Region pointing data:
BEGIN
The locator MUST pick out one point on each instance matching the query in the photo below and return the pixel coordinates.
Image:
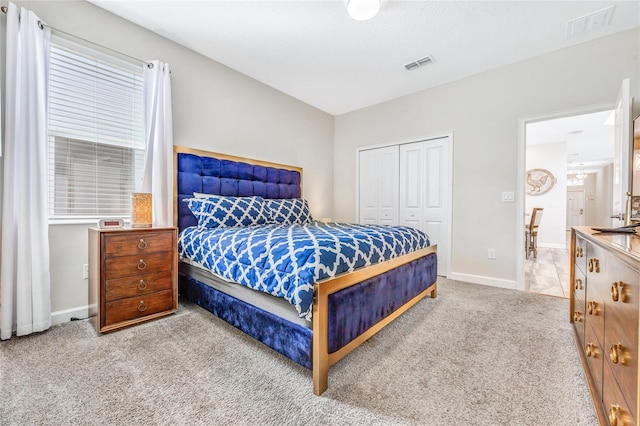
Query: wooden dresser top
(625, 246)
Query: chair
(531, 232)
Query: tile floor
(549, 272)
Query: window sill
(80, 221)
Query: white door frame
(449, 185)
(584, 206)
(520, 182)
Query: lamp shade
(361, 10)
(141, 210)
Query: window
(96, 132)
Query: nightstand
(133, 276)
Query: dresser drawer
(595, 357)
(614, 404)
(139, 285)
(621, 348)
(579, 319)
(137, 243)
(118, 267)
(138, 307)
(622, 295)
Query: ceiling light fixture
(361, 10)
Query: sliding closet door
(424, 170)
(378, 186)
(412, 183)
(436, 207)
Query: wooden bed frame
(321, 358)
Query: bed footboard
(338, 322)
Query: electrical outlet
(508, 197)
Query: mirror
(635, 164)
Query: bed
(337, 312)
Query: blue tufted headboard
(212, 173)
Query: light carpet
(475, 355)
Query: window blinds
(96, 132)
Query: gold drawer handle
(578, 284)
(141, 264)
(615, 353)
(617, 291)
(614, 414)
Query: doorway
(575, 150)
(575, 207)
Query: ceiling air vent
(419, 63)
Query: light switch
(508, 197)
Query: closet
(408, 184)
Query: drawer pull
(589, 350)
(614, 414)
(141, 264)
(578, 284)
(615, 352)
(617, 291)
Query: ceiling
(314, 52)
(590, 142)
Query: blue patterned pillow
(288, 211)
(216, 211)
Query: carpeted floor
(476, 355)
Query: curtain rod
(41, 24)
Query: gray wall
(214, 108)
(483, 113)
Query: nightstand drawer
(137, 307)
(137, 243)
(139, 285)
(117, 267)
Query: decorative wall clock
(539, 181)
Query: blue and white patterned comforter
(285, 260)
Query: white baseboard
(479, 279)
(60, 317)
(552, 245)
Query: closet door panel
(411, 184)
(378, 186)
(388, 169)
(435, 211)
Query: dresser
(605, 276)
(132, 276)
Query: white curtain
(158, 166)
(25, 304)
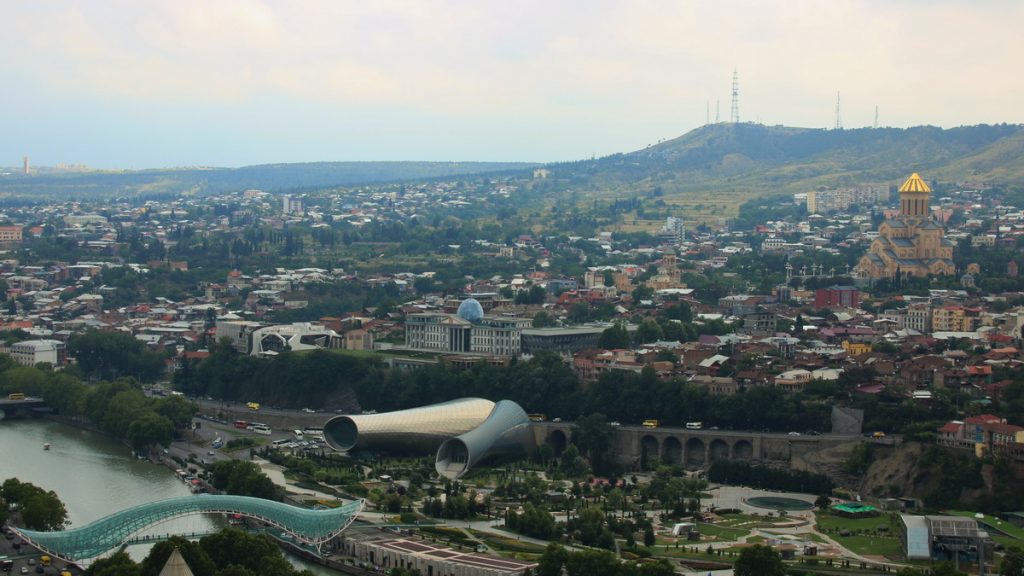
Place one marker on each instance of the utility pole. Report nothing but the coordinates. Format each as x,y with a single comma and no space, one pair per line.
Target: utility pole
END
BEGIN
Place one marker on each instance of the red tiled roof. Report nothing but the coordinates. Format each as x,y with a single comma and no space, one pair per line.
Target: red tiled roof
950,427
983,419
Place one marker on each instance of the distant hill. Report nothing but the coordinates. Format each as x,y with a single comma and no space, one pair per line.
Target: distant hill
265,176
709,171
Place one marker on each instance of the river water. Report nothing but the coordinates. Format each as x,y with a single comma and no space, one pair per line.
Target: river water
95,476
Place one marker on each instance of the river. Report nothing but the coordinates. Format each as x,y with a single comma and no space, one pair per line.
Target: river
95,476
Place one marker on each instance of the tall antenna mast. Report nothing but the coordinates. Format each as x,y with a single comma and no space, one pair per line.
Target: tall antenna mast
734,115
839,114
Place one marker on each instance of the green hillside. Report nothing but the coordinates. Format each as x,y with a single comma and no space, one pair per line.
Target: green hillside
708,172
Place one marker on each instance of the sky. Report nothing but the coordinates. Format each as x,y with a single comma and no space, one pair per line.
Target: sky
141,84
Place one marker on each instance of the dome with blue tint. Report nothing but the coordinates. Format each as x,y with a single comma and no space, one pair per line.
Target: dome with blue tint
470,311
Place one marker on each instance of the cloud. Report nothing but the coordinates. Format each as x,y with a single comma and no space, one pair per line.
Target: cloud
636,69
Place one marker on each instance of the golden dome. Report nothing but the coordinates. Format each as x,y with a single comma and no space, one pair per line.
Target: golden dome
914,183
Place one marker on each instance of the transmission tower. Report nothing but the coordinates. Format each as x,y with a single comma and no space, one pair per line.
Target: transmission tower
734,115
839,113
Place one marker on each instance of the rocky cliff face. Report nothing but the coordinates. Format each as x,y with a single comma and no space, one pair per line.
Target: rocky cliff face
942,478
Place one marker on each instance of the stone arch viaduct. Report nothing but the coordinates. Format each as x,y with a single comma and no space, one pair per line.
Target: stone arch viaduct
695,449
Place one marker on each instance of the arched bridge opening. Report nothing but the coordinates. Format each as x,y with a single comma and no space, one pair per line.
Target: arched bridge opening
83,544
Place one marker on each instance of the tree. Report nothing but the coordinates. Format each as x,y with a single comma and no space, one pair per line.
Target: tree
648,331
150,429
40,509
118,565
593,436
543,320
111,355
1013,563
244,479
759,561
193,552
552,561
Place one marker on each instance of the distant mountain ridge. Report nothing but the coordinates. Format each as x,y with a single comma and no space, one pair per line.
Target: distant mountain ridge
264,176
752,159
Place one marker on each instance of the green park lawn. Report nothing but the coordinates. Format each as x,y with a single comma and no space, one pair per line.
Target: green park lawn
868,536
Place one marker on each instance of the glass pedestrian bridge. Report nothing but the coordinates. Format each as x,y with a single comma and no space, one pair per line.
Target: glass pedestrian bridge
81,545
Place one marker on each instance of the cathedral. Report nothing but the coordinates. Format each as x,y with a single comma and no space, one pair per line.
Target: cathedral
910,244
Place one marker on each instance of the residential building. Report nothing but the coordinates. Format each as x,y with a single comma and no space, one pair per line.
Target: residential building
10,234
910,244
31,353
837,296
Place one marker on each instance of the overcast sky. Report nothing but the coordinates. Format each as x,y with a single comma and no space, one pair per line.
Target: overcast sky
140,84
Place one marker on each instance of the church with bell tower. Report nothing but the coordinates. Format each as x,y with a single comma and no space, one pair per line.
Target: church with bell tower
END
BEGIN
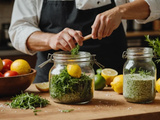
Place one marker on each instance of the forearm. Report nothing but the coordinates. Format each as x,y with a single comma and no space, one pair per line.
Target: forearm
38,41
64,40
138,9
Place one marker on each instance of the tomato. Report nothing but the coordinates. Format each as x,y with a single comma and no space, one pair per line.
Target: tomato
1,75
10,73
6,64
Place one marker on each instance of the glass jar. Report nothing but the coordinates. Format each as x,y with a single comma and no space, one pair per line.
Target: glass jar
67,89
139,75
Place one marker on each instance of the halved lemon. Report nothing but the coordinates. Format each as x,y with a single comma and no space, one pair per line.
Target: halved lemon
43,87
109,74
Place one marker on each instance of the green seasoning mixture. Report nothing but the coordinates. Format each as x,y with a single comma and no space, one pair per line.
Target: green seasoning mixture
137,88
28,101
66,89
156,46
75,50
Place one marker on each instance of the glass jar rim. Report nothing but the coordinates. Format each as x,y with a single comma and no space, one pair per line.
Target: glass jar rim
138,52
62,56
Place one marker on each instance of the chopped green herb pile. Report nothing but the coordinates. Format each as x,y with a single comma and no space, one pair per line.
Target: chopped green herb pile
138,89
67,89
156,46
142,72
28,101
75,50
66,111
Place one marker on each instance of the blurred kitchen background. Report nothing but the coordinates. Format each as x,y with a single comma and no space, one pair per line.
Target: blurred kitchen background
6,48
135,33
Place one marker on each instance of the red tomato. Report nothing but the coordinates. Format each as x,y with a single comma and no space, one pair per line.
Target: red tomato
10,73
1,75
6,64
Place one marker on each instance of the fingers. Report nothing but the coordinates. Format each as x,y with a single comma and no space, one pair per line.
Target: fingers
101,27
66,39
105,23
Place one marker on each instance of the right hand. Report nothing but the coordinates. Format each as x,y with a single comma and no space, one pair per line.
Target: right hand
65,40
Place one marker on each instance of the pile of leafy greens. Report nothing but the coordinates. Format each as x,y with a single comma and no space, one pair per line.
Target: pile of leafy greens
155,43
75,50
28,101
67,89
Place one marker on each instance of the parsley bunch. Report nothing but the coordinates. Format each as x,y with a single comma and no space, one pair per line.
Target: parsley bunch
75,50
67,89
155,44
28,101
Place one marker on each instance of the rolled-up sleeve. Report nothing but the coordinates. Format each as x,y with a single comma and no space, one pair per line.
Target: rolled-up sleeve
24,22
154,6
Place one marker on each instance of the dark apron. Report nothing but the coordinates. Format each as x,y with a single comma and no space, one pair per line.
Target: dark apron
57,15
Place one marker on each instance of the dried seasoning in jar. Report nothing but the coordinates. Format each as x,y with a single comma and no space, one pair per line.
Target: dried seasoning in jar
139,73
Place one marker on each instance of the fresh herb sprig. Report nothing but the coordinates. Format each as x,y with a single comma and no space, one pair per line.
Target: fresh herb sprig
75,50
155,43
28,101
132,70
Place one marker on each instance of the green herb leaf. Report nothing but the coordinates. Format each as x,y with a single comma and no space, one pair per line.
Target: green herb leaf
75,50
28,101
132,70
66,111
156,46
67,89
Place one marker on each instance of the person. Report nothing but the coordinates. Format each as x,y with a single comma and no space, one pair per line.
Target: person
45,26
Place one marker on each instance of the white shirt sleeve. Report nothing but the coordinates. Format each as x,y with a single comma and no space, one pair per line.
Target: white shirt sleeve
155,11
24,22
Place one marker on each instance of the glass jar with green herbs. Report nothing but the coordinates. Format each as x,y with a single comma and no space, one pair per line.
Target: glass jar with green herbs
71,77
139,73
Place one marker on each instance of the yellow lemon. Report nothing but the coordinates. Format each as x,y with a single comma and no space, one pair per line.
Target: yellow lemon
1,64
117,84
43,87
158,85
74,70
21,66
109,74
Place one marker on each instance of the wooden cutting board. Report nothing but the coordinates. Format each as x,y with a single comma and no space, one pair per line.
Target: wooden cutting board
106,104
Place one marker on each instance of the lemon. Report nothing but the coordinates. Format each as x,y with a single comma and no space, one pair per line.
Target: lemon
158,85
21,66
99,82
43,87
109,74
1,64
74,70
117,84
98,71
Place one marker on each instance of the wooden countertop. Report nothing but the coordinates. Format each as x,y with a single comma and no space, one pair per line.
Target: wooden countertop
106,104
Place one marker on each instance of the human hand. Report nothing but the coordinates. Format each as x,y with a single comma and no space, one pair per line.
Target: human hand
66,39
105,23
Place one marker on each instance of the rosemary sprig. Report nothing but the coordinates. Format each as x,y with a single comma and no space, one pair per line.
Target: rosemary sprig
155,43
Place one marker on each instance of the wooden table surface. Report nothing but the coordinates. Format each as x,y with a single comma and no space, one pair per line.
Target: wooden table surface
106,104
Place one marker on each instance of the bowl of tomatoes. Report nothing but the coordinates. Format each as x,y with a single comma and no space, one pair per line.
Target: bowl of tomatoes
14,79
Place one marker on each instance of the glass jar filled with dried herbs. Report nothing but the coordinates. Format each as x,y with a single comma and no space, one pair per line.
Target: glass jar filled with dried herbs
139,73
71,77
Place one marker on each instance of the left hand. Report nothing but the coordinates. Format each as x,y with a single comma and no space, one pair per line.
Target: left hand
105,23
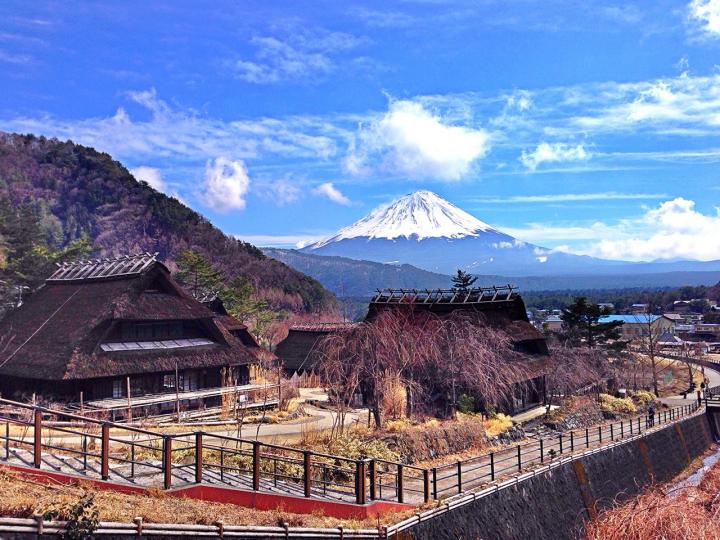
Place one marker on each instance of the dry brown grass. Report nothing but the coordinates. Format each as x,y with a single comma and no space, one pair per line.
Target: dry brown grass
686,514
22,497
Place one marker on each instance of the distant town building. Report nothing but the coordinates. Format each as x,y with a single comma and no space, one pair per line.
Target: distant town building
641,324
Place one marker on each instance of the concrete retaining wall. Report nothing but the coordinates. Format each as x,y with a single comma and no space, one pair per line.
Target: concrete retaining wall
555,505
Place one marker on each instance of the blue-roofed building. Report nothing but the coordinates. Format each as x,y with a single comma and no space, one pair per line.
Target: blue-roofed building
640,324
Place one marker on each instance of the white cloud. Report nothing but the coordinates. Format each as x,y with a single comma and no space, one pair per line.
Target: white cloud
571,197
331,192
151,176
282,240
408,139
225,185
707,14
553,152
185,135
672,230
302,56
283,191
END
Show every line of the data in which the word "utility" appears.

Place one marker on each instance of the utility pole. Report nothing but the coordinates. Format each as x,y with a single comma and no space, one pair per line.
Target: utility pole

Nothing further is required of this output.